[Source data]
----
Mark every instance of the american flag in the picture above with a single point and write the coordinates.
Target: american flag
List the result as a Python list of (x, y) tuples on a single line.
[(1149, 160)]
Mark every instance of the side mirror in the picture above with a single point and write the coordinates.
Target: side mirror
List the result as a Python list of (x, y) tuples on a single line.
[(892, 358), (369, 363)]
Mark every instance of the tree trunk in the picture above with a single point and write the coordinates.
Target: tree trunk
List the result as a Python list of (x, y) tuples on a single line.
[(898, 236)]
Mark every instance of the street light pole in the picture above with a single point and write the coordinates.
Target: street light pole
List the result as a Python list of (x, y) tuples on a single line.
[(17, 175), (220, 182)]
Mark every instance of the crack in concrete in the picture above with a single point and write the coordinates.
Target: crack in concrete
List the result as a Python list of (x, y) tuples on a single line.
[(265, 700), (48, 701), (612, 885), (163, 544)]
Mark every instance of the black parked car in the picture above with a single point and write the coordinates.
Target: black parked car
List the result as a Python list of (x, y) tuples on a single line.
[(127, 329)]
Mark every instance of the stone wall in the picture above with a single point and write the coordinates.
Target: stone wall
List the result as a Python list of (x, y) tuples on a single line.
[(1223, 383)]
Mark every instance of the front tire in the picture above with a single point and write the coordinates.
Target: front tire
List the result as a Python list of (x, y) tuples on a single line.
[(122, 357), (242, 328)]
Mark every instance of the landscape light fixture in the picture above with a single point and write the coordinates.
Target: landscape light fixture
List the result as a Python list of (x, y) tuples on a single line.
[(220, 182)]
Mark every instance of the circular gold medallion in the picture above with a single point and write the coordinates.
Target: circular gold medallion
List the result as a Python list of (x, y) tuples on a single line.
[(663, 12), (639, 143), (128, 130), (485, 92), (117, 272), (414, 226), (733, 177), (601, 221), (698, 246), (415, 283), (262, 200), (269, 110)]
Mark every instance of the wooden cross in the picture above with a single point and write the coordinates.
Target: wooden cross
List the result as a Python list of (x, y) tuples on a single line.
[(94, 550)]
----
* [What to do]: Turn all of the rows above into a numbered list, omitting any blank lines.

* [Written response]:
1. Mark every instance of the american flag in the picture above with a single point and write the coordinates.
2. Target: american flag
3. List the result as a Python list of (x, y) tuples on a single line.
4. [(1149, 160)]
5. Mark every instance of the side mirror in the picture above with a single point and write the coordinates.
6. Target: side mirror
7. List the result as a Python list of (x, y) tuples on a single line.
8. [(892, 358), (369, 363)]
9. Mark every instance of the tree trunk in the picture above with a single point and write the coordinates.
10. Target: tree trunk
11. List the result as a Python list of (x, y) tuples on a single line.
12. [(898, 236)]
13. Mark every instance of the street light pole in the picture above with a single point and write the coordinates.
14. Target: street light pole
15. List the result as a Python list of (x, y) tuples on a single line.
16. [(17, 175), (220, 182)]
17. Mark every instance of the crack in concrete in the picture above with a single point and write the coordinates.
18. Target: crack in concrete
19. List the result as a Python list of (x, y) tuples on a single line.
20. [(265, 700), (48, 701), (612, 885), (163, 544)]
21. Mark every instance of the black parked car in the picture above with a single point and write the coordinates.
22. Target: black parked car
23. List the result as a Python list of (x, y) tuples on a single line.
24. [(127, 329)]
25. Mark every instance of the stone wall in the picture above with a single point and write the coordinates.
26. Target: stone wall
27. List the result as a Python list of (x, y) tuples on a single line.
28. [(1223, 383)]
29. Mark every instance of the front tire in the picture above with a single point and write the coordinates.
30. Target: front tire
31. List the result as a Python list of (x, y) tuples on a single line.
32. [(122, 357), (242, 328)]
33. Mark every instance of the landscape light fixture in the picture above with a single point and write the coordinates.
34. Target: landscape light fixture
35. List the result as a Python list of (x, y) tuples on a single line.
36. [(220, 182)]
37. Mark every instance of the circular gold medallion in the picture above with a single point and write the coordinates.
38. Target: circular gold medallion
39. List the result as a Python list of (x, y) tuples on a single line.
40. [(663, 12), (639, 143), (128, 130), (485, 92), (117, 272), (414, 226), (733, 177), (601, 221), (698, 246), (415, 283), (262, 200), (269, 110)]
41. Mark every instance of the wooden cross in the picture above with a single point and write the coordinates.
42. Target: wooden cross
43. List the result as a Python list of (x, y) tuples on a single line.
44. [(94, 550)]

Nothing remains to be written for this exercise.